GOAL
Rewrite every line of the records below as one numbered list, omitting the blank lines.

:: RECORDS FOR THIS EXERCISE ::

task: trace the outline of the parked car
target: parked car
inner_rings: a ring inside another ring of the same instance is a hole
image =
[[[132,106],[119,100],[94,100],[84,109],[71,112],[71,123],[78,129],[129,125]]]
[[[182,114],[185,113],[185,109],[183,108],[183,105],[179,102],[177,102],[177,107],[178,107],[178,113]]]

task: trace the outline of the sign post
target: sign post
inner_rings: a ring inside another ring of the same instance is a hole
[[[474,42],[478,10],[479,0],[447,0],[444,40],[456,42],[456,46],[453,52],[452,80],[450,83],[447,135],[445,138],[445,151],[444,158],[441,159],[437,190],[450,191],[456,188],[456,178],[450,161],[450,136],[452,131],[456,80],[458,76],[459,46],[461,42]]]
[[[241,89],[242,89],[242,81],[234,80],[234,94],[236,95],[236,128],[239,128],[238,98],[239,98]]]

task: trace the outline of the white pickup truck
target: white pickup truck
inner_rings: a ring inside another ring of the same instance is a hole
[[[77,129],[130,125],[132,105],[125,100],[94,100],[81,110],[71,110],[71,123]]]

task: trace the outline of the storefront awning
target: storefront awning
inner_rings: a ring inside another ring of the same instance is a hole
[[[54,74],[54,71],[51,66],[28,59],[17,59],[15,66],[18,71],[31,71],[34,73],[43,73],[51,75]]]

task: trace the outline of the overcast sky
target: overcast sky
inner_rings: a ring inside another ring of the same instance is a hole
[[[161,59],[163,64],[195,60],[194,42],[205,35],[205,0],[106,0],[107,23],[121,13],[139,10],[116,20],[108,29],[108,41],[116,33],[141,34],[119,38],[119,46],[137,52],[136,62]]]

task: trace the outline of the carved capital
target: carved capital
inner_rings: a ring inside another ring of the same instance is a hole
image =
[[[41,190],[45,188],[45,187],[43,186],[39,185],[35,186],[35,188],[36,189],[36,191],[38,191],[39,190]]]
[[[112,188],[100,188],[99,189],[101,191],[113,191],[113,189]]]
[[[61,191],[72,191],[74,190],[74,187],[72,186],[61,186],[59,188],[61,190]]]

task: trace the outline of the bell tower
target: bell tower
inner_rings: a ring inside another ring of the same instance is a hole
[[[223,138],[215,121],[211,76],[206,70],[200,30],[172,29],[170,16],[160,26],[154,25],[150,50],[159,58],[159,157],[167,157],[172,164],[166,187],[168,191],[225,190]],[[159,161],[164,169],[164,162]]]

:::

RESPONSE TO THE EXERCISE
1. task: trace the outline of the parked car
2. target: parked car
3. inner_rings: a ring inside another ring of the same instance is a hole
4. image =
5. [[[132,106],[119,100],[94,100],[84,109],[71,112],[71,123],[78,129],[129,125]]]
6. [[[182,114],[185,113],[185,109],[183,108],[183,105],[179,102],[177,102],[177,107],[178,107],[178,113]]]
7. task: trace the outline of the sign post
8. target: sign post
9. inner_rings: a ring inside another ring of the same instance is a hole
10. [[[474,42],[478,10],[479,0],[447,0],[444,40],[456,42],[456,46],[453,52],[452,80],[450,83],[447,135],[445,138],[445,151],[444,158],[441,159],[437,190],[450,191],[456,188],[456,178],[450,161],[450,136],[452,131],[456,80],[458,76],[459,46],[461,42]]]
11. [[[241,89],[242,89],[242,81],[234,80],[234,94],[236,95],[236,128],[239,128],[238,98],[239,98]]]
12. task: trace the outline of the white pickup truck
13. target: white pickup truck
14. inner_rings: a ring inside another ring of the same instance is a hole
15. [[[77,129],[130,125],[132,105],[125,100],[94,100],[81,110],[71,110],[71,123]]]
16. task: trace the outline of the storefront awning
17. target: storefront awning
18. inner_rings: a ring inside another ring of the same instance is a hole
19. [[[54,74],[54,71],[51,66],[28,59],[17,59],[15,66],[18,71],[31,71],[34,73],[43,73],[51,75]]]
20. task: trace the outline of the overcast sky
21. target: overcast sky
22. inner_rings: a ring inside another ring of the same instance is a hole
23. [[[161,59],[163,64],[195,60],[194,42],[205,35],[205,0],[106,0],[107,23],[121,13],[139,10],[116,20],[108,29],[108,41],[116,33],[141,34],[119,38],[119,46],[137,52],[136,62]]]
24. task: trace the outline of the carved capital
25. target: carved capital
26. inner_rings: a ring inside another ring of the same instance is a hole
27. image =
28. [[[41,190],[45,188],[45,187],[43,186],[39,185],[35,186],[35,188],[36,189],[36,191],[38,191],[39,190]]]
29. [[[112,188],[100,188],[99,189],[101,191],[113,191],[113,189]]]
30. [[[61,191],[72,191],[74,190],[74,187],[72,186],[61,186],[59,188],[61,190]]]
31. task: trace the outline of the bell tower
32. target: bell tower
33. inner_rings: a ring inside another ring of the same instance is a hole
34. [[[223,138],[215,121],[211,76],[206,70],[200,30],[172,29],[170,16],[160,26],[154,25],[150,50],[159,58],[159,157],[167,157],[172,164],[166,187],[168,191],[225,190]],[[159,161],[164,169],[164,162]]]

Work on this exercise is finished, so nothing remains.